--- Exercise ---
The entries need to be copied exactly.

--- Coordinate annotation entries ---

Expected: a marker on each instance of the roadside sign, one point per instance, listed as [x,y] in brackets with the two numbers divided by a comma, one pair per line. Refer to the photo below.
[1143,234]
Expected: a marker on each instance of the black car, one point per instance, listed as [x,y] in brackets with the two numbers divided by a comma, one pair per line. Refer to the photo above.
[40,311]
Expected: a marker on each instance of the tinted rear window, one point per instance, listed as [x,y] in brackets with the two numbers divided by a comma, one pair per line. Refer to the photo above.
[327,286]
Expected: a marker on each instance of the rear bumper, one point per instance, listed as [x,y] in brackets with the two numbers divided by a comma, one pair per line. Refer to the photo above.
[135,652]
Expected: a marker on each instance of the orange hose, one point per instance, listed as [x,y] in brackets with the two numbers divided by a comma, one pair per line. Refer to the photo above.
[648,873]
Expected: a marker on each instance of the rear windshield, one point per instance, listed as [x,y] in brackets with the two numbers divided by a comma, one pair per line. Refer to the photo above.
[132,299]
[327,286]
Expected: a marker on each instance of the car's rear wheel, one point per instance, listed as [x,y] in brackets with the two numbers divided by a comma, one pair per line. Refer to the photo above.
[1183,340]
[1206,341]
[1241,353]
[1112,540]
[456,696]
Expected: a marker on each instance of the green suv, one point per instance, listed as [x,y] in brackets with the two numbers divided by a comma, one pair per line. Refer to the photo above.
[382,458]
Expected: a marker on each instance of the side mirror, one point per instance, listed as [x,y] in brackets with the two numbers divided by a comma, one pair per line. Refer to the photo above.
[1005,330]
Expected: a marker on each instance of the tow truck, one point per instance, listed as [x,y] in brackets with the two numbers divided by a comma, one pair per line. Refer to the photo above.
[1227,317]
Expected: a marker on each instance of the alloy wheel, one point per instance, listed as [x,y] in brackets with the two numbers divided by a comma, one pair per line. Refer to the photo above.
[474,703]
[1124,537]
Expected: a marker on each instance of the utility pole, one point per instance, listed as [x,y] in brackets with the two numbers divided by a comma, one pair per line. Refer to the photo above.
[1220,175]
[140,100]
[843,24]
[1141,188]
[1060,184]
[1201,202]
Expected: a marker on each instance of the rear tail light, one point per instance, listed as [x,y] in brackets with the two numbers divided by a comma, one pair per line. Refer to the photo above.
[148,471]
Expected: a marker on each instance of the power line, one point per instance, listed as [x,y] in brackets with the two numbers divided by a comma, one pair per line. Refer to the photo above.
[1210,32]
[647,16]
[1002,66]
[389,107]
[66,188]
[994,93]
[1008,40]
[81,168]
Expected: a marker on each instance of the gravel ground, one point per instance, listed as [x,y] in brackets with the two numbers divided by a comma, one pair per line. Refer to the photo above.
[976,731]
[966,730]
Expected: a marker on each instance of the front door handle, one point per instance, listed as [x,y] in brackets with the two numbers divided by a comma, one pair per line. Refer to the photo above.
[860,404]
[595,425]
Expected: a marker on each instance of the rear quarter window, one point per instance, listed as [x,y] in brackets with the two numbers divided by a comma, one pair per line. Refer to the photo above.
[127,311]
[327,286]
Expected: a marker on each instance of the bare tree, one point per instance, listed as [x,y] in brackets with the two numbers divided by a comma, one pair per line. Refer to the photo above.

--- The output ---
Expected: a marker on each instance of the roadside sign, one point per instance, listed as [x,y] in brackets with the two numbers divided by a comma, one pair per line. Refer to the photo below.
[1143,234]
Expected: a marker on each instance of the black car, one point per instance, listed as [x,y] in brackets with the two numbers divided by a comma, one pair per line. Refer to the photo above.
[40,311]
Expected: a marker on each instance of the tinted rear window, one point per instance, listed as [x,y] in brackets with the two numbers divided by a comma, one pair per line. Refer to the photo above.
[327,286]
Expected: a marker on each instance of the rear bumper, one point per instance, listed as [x,y] in brackets with the two numbers divided by a comma, one pair per line. Refer to the photo above.
[135,652]
Expected: a marker on each instance of the orange hose, one point per instance, listed as [x,y] in brackets with the two numbers divided by a comma, one pair per line. Refer to the photo above.
[648,873]
Expected: a marker on each instance of the rear windshield, one point per instance, listed as [x,y] in brackets with the two numbers divided by a comma, one pair per line. Refer to the photo above.
[132,299]
[327,286]
Expected: a marker on each instance of the car's rear wheel, one point per instance, listed as [x,y] in brackets with the two numbers divided by a comma, one pair per line. Refer to the photo above.
[1183,340]
[1206,341]
[1241,353]
[1112,540]
[456,696]
Expected: a marker on each instance of the green suv, one point per instance, listed as [x,y] in brackets with the two numbers divided by a comma, one pair per line. Refer to the photo above.
[382,458]
Expected: a marker on each instance of the side mirror, one point per instance, listed as [x,y] in brackets with the two numbers divided by a comma, one pair per line. Refer to the photo above.
[1005,330]
Expected: a marker on each instance of the tow truck, one point per instance, listed as [x,y] in brackets with the two numbers divided by a comma, one pair per line. Refer to the photo above.
[1227,317]
Expected: a marker on each instance of the alloy wheel, one point per instance, listed as [x,y] in brackets with the two numbers divided by a comma, one pair per line. Refer to the photo above.
[474,703]
[1124,537]
Expected: a marker on each instance of the utility pole, one point per instance, listed as [x,y] in brackets with the two numbers divided by a comma, one pair per line. Refer to the photo above.
[1220,175]
[140,100]
[843,24]
[1141,188]
[1060,184]
[1201,202]
Expected: a marker on each instance of the rear tail light, one point per instance, listed as [x,y] in brackets with the two numbers divided by a comma, one pair per line. Refer to the photo above.
[148,471]
Expected: a marker on each instance of the power line, one point per instance, listed as [x,y] in brackets with the two numbers divided by a comma, one pair per line. Refer to the photo above.
[1210,32]
[647,16]
[1002,66]
[389,107]
[66,188]
[994,93]
[1008,40]
[81,168]
Expected: a marker on each instance of the gravel ground, one point per instance, listed as [x,y] in brackets with the two numbers divided by a comma, one pair per line. Refer to the photo above.
[976,731]
[966,730]
Expected: a marker on each instance of the front door handle, one point per instance, listed as [x,y] in brackets with the two numbers divided by a comma, one pair per line. Refer to the photo above.
[860,404]
[595,425]
Expected: a marker on each instance of the rear quarter window, one point per instance, listed as [x,y] in brackets with the two numbers divided by a comma, one pair per line. Refer to the photo above.
[127,311]
[327,286]
Expected: a marker on each instance of the bare tree, one point per instance, listed as [x,y] in brackets with the two numbers divided by a comma, one pair per line. Refer to the photo above.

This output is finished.